▶ _What is required_
All entries are to be quoted exactly; the images stay out of the copy.

▶ _Given entries_
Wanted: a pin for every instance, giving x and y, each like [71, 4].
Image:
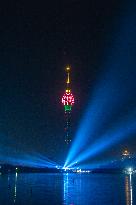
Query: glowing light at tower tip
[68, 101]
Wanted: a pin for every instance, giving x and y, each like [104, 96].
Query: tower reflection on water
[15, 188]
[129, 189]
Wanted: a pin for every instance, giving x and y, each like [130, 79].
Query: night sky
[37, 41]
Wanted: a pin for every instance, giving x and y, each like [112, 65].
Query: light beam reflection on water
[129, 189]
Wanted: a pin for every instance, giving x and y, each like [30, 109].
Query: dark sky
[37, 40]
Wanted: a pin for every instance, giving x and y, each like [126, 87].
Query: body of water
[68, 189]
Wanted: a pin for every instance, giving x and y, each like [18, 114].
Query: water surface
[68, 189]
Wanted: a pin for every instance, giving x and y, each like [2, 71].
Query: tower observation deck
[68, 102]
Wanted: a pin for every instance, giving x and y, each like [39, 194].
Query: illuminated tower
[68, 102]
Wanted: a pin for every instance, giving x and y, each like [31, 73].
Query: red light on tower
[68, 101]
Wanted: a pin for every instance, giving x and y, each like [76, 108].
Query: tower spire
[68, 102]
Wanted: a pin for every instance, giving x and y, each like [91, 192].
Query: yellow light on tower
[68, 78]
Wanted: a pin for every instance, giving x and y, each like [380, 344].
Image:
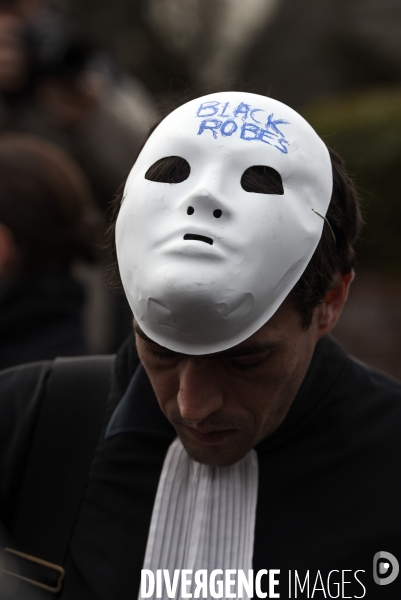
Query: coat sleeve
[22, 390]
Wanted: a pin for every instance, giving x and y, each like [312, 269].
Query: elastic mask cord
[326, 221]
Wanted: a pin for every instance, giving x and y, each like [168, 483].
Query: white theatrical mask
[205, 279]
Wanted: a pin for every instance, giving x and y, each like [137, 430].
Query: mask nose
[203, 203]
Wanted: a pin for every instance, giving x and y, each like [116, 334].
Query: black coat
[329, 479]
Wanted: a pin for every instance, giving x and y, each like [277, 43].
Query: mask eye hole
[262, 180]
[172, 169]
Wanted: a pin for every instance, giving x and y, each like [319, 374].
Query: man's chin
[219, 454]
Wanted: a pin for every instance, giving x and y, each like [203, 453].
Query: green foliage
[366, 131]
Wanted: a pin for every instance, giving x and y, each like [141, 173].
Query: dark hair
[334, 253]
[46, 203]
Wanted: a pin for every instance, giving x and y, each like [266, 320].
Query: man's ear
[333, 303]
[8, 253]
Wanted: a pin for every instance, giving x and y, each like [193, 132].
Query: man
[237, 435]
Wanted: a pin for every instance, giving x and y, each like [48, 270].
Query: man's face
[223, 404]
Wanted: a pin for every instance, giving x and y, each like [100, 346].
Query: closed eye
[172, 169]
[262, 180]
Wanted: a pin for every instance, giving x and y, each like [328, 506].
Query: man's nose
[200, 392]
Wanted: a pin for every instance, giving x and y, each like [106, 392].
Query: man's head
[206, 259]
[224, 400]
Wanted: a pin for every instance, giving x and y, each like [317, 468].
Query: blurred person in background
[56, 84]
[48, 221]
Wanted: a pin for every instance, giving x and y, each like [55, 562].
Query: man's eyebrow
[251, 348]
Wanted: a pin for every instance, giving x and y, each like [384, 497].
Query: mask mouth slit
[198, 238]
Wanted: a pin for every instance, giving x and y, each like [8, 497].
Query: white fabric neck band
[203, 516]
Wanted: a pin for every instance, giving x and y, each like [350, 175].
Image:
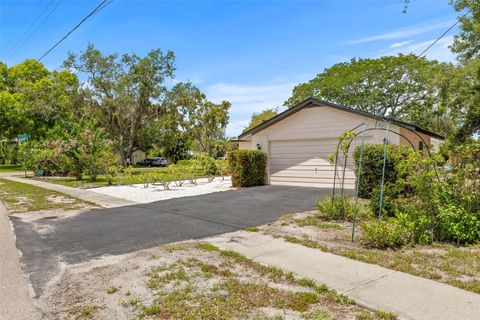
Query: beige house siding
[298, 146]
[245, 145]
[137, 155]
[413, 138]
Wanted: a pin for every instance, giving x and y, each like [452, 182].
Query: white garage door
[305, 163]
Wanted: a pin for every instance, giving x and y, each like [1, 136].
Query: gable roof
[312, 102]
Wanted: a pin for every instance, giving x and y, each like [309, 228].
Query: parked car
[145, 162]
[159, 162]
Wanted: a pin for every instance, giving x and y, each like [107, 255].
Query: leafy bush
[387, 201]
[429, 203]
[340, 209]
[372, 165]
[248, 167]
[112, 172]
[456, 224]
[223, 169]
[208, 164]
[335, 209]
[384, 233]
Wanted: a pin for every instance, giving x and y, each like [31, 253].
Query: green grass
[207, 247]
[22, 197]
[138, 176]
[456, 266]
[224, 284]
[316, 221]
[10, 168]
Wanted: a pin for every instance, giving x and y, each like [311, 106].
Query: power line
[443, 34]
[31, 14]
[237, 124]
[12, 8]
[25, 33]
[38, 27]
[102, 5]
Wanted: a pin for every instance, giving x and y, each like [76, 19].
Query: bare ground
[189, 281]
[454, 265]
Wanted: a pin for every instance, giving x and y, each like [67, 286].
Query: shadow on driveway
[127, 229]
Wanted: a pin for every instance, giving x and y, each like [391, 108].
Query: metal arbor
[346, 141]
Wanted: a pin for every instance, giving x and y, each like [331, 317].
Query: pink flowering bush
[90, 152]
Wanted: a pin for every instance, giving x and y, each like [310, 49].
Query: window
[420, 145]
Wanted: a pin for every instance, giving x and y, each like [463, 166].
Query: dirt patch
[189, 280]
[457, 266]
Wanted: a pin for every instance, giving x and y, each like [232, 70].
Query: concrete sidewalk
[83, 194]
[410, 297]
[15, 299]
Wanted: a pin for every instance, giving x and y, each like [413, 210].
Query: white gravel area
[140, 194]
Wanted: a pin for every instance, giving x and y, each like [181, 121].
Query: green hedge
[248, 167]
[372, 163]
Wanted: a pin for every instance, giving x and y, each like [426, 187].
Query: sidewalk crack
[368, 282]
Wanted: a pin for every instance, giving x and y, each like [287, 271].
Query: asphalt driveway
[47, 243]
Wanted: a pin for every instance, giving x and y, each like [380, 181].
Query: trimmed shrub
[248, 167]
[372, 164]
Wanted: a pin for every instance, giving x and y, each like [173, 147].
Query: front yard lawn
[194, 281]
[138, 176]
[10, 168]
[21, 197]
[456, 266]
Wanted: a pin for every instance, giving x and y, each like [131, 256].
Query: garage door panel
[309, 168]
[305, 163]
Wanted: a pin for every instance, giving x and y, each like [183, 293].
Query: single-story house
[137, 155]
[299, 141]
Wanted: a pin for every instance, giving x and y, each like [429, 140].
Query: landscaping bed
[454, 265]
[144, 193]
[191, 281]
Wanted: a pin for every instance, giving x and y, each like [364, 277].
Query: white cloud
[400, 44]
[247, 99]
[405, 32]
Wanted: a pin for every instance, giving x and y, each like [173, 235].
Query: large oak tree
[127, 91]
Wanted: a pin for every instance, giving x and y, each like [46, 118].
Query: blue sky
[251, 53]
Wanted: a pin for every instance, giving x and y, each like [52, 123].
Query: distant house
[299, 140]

▶ _Written solution_
Wanted: a pin for every instance, giving x and y, each like [71, 4].
Image:
Query: glowing light at tower tip
[68, 101]
Wanted: a pin for every instance, giving x and y, each like [104, 96].
Query: tower reflection on water
[15, 188]
[129, 189]
Wanted: a pin for every instance, giving x and y, each like [130, 79].
Query: night sky
[37, 41]
Wanted: a pin for every instance, giving x and y, each like [112, 65].
Query: light beam reflection on water
[129, 189]
Wanted: a pin for every instance, giving x and y, each like [30, 109].
Query: dark sky
[37, 40]
Wanted: a pin for every instance, giving x and y, each like [126, 87].
Query: body of water
[68, 189]
Wanted: a pin for every instance, giving x and y, each like [18, 114].
Query: water surface
[68, 189]
Wanted: a pin for every instance, giving x and y, each like [2, 71].
Query: tower observation deck
[68, 102]
Wanted: a pin for every instance, giving x and y, each like [39, 194].
Query: illuminated tower
[68, 102]
Wanted: a pin for every instance, giving x and y, each like [31, 73].
Query: red light on tower
[68, 101]
Wanted: a pin for every instance, giving x and y, each like [76, 108].
Query: tower spire
[68, 102]
Wanted: a pin for every instance, giving x and y, each like [91, 192].
Query: yellow light on tower
[68, 78]
Wanted: a pin for every instance, giving x and y, each like [380, 344].
Image:
Query: coat sleeve
[22, 390]
Wanted: a pin for every instance, giving x and y, each like [312, 269].
Query: elastic mask cord
[326, 221]
Wanted: a pin for every instance, giving x and y, each like [168, 483].
Query: white theatrical mask
[205, 279]
Wanted: a pin for every instance, giving x and y, each like [137, 430].
Query: mask nose
[203, 203]
Wanted: a pin for every instance, giving x and y, each like [116, 334].
Query: black coat
[329, 479]
Wanted: a pin for every instance, giving x and y, each like [277, 43].
Query: mask eye hole
[262, 180]
[172, 169]
Wanted: a pin for every instance, giving x and y, each like [319, 374].
Query: man's chin
[219, 454]
Wanted: a pin for every instance, giving x and y, each like [203, 453].
Query: green foliage
[366, 131]
Wanted: a pin for every instance, giving x and y, each like [141, 173].
Query: dark hair
[334, 253]
[46, 203]
Wanted: a pin for every instance, giving x and y, each like [266, 320].
Query: man's ear
[333, 303]
[8, 253]
Wanted: a pin for every instance, giving x and y, each like [193, 132].
Query: man
[237, 435]
Wanted: a pin for every instance, giving x and y, each like [48, 270].
Query: man's face
[223, 404]
Wanted: a pin for every instance, giving x and y, each like [100, 346].
Query: closed eye
[172, 169]
[262, 180]
Wanted: a pin for every instance, giving x and y, each like [328, 506].
Query: man's nose
[200, 392]
Wanted: a pin for every instance, giving x and y, each like [106, 392].
Query: man's head
[206, 259]
[224, 400]
Wanted: a pin for every instance, giving x and y, each like [317, 468].
Query: blurred person in background
[56, 84]
[48, 221]
Wanted: a pin for every instance, giving x and y, each like [55, 562].
Query: man's eyebrow
[251, 348]
Wanted: a pin for every instance, giving x and y, each like [384, 497].
Query: mask mouth slit
[198, 238]
Wanted: a pin for every instance, giving x and y, each like [8, 497].
Query: white fabric neck band
[203, 516]
Wanted: a pin for every instance, giving x and y, each like [350, 175].
Image:
Query: beige house siding
[298, 146]
[245, 145]
[137, 155]
[413, 138]
Wanted: a pin for every instance, giving x and y, each like [452, 182].
Query: white garage door
[305, 163]
Wanted: a pin for every instance, giving x and y, each like [1, 136].
Query: gable roof
[312, 102]
Wanted: a pin for every instance, giving x and y, each like [309, 228].
Query: parked car
[145, 162]
[159, 162]
Wanted: a pin for every instance, giving x and y, each like [107, 255].
Query: leafy bush
[387, 201]
[429, 203]
[340, 209]
[372, 165]
[248, 167]
[112, 172]
[456, 224]
[223, 169]
[208, 164]
[335, 209]
[384, 233]
Wanted: a pin for every instance, giving x and y, each like [31, 253].
Query: green grass
[207, 247]
[22, 197]
[138, 176]
[456, 266]
[224, 284]
[316, 221]
[10, 168]
Wanted: a pin for every instance, giving x and y, each like [311, 106].
Query: power line
[443, 34]
[31, 14]
[237, 124]
[12, 8]
[25, 33]
[38, 27]
[102, 5]
Wanted: a pin for every instance, giving x and y, each like [76, 19].
Query: bare ground
[189, 281]
[454, 265]
Wanted: a pin for every instance, giving x and y, each like [67, 286].
Query: shadow on driveway
[127, 229]
Wanted: a pin for every instance, giving x and y, each like [391, 108].
Query: metal arbor
[346, 141]
Wanted: a pin for every instance, giving x and y, each like [331, 317].
Query: pink flowering bush
[90, 152]
Wanted: a pin for every instance, giving x and y, each like [310, 49].
Query: window
[420, 145]
Wanted: a pin for every instance, giving x and y, each like [463, 166].
Query: dirt patch
[189, 280]
[457, 266]
Wanted: a pin for every instance, giving x and y, each like [232, 70].
Query: concrete sidewalk
[83, 194]
[410, 297]
[15, 299]
Wanted: a pin for every instance, giving x and y, each like [413, 210].
Query: white gravel area
[140, 194]
Wanted: a pin for every instance, giving x and y, each like [181, 121].
Query: green hedge
[248, 167]
[372, 163]
Wanted: a pin for every instance, giving x and y, each like [426, 187].
Query: sidewalk crack
[368, 282]
Wanted: a pin for every instance, giving x and y, each like [287, 271].
Query: asphalt driveway
[47, 243]
Wanted: a pin for every instance, giving x and y, each like [380, 181].
Query: trimmed shrub
[248, 167]
[372, 164]
Wanted: a pin for every instance, giving x and y, each like [173, 147].
Query: front yard lawn
[194, 281]
[138, 176]
[10, 168]
[21, 197]
[456, 266]
Wanted: a pin for every instance, giving x and y, each like [131, 256].
Query: garage door panel
[309, 168]
[305, 163]
Wanted: a pin for every instance, giving x and y, each like [183, 293].
Query: single-story house
[137, 155]
[299, 141]
Wanted: a pin for every instance, giving x and y, each like [429, 140].
Query: landscaping bed
[454, 265]
[144, 193]
[191, 281]
Wanted: a pin for every instance, giving x and y, each like [364, 277].
Query: white cloud
[400, 44]
[247, 99]
[405, 32]
Wanted: a pin for every instance, giving x and y, each like [173, 235].
Query: large oak tree
[127, 91]
Wanted: a pin for every instance, giving x and y, each like [46, 118].
Query: blue sky
[251, 53]
Wanted: a pin for every instance, giving x and y, each like [52, 123].
Query: distant house
[299, 140]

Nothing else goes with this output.